* Brief 1:
From the White Sands passage, translate the sentence "Beach sand is from silica, while the sand in White Sands NP is gypsum." into Spanish.
··· Excerpted passage
There is no camping in White Sands, although you’ll find plenty of RV camping and lodging choices nearby in Alamogordo. You can check lodging availability in Alamogordo here. Finding a good tent campsite is a little more challenging. Many tent campers head to the nearby Lincoln National Forest for a spot. However, we were thrilled with our tent site in Oliver Lee State Park.

Our favorite campsite in Oliver Lee State Park, NM – photo by Stork

As expected, it was shadeless arid desert camping. But we were surprised to discover that the campground sits up on a ridge with beautiful views of the sunset over the desert landscapes. The sites in this New Mexico State Park were generous, and the campground included showers.

Let me just take a moment to share that I feared rattlesnakes and scorpions sneaking into our tent this whole trip. So when I drove over a rattlesnake as I entered the campground, it did nothing to alleviate that fear.

Things to Do in White Sands National Park

We spent 1/2 day in White Sands National Park, which is plenty of time unless you plan to hike into the dunes. Established in 1933, White Sands National Monument became one of our National Parks in 2019.

The White Sands National Park Visitor Center

Stopping at the Visitor Center to watch the introductory movie about White Sands is a must. It’s almost impossible to comprehend the significance of this park without seeing that film. For example, did you know the sand is not really “sand” as we usually know it? Beach sand is from silica, while the sand in White Sands NP is gypsum. And gypsum doesn’t absorb heat like silica, so the sand here stays cool to your feet all summer.

Cruising Dunes Drive

The main attraction in White Sands is a cruise down the scenic drive: Dunes Drive. You’ll find an excellent narrated tour on the NPS app that gives information about each stop. I’m glad I thought to download the self-guided tour before we arrived at the park, as there was zero cell service beyond the visitor center. We spent about 3 hours on the drive, stopping along the way to embrace this incredible National Park.

Interdune Boardwalk in White Sands National Park – photo by Stork

Interdune Boardwalk

You’ll discover about a dozen places to stop and explore along Dunes Drive. Our favorite stop was the Interdune Boardwalk. Situated at the border where the desert and dunes meet, the information walk along the accessible boardwalk is an interesting way to start your foray into the dunes. We kept looking for animal prints with no success. However, you will find various desert plant life hanging on in the arid soil.

Sledding on the Dunes

We regretted skipping out on the sledding when we visited Great Sand Dunes National Park in Colorado, so we would not miss the opportunity here. You can buy a saucer sled in the gift shop next to the entrance. Warning, the sleds are pricey, but we decided it was our donation to the park that day.

Yes, you caught us! Sledding down the dunes like kids. – photo by Stork

You can sled down the white sand dunes anywhere in the park. We chose to try the steeper inclines near the end of Dunes Drive. It was silly fun, and we definitely got our exercise climbing back up the dunes.
······
··· Record extracts
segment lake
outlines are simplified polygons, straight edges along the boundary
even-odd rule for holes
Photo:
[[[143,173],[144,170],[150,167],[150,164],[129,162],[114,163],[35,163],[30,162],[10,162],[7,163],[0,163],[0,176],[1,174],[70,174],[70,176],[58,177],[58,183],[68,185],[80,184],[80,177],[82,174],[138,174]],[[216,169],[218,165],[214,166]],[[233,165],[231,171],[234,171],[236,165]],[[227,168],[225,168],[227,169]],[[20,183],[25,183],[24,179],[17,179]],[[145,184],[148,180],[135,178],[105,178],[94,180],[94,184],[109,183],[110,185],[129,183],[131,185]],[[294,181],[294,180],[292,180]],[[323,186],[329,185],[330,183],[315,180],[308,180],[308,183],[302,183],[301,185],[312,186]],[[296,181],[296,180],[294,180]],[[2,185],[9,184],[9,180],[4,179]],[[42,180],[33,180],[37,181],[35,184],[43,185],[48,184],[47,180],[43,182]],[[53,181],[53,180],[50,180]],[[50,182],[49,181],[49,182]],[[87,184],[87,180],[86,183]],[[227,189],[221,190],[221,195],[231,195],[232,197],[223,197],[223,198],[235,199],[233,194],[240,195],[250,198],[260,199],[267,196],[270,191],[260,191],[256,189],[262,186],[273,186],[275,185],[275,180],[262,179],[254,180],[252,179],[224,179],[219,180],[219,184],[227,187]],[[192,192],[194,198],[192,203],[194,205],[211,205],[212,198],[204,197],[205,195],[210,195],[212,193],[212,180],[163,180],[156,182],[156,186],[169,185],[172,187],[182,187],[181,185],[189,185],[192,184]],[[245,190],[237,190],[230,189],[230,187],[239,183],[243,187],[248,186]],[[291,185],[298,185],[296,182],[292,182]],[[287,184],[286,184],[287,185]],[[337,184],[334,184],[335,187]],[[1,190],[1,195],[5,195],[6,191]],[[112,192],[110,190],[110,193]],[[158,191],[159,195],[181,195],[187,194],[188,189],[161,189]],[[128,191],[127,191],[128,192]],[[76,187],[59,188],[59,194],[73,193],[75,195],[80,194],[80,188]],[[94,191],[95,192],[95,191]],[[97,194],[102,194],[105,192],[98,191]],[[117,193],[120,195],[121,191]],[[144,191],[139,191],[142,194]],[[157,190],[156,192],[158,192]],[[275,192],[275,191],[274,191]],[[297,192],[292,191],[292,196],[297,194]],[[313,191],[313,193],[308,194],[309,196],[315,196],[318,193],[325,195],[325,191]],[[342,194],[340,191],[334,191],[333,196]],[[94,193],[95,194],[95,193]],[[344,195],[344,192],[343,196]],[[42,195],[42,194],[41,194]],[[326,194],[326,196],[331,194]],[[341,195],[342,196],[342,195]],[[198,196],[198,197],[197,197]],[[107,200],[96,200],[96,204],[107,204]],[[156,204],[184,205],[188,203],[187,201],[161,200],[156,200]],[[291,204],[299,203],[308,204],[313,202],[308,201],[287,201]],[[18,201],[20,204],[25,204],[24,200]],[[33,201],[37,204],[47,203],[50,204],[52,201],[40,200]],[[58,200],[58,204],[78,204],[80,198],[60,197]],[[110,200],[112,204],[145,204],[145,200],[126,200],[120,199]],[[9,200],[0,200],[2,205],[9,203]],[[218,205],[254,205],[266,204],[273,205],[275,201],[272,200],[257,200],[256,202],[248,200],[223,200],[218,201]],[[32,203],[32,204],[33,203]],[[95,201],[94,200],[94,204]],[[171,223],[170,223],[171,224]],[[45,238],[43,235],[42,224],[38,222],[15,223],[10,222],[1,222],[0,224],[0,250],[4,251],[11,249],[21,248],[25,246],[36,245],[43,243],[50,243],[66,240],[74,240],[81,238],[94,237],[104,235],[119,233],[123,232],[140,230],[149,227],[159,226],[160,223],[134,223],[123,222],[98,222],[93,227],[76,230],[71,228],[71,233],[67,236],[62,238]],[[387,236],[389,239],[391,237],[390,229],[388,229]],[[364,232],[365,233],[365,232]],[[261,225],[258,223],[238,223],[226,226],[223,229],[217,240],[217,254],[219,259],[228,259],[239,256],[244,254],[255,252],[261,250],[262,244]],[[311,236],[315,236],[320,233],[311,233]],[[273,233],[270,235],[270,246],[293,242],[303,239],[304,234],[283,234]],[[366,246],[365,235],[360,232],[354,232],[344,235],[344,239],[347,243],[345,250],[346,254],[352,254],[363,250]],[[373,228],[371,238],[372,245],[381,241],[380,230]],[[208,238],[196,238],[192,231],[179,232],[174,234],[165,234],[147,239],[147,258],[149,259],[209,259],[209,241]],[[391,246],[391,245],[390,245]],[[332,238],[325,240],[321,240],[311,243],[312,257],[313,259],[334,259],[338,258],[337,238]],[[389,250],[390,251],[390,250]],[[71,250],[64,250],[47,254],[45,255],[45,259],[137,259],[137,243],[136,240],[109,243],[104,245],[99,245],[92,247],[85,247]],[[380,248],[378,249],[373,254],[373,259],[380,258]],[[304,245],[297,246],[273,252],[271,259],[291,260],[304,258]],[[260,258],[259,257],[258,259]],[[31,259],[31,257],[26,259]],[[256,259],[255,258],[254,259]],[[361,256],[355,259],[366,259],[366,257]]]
······
··· Record extracts
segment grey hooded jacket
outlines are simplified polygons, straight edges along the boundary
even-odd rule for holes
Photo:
······
··· Record extracts
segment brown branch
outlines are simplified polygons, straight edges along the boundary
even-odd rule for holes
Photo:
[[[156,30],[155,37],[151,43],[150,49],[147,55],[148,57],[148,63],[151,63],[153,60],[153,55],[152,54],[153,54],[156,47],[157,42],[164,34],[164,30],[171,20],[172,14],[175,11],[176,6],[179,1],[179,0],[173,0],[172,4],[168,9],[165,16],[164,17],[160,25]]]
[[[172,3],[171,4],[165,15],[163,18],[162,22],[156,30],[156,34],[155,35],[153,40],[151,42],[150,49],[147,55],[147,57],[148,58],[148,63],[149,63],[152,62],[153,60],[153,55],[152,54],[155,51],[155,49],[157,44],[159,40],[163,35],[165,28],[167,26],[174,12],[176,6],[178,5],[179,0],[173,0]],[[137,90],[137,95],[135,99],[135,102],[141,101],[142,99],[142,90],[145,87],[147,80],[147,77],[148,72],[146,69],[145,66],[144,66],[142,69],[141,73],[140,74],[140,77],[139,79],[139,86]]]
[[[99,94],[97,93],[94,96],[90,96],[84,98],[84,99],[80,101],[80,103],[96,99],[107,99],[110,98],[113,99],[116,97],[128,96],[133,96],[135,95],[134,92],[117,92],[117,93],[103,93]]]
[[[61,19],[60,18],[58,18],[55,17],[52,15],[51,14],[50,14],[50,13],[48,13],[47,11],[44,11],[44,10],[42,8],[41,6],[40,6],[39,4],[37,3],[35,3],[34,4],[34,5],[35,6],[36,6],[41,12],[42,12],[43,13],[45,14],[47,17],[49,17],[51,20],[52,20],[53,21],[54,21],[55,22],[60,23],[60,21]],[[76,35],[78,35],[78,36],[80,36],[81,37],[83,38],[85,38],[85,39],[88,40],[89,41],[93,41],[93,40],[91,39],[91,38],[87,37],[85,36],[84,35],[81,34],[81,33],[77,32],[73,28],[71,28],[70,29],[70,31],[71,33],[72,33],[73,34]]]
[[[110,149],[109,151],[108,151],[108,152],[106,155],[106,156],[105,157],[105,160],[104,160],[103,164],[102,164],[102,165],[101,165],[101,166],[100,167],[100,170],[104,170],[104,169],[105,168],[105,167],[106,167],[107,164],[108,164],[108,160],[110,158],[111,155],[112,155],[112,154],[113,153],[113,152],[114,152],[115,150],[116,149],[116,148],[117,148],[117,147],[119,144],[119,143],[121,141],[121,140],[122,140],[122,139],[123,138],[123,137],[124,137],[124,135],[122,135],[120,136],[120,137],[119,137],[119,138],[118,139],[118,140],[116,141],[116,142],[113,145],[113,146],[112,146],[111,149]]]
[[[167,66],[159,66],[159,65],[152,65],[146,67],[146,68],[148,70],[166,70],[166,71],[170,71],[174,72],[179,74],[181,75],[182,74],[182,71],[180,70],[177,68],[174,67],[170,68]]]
······
* Brief 2:
Pull out every line of the listing that contains the string "segment", matching case exactly.

* Task response 1:
La arena de playa proviene de la sílice, mientras que la arena de White Sands NP es yeso.

* Task response 2:
segment lake
segment grey hooded jacket
segment brown branch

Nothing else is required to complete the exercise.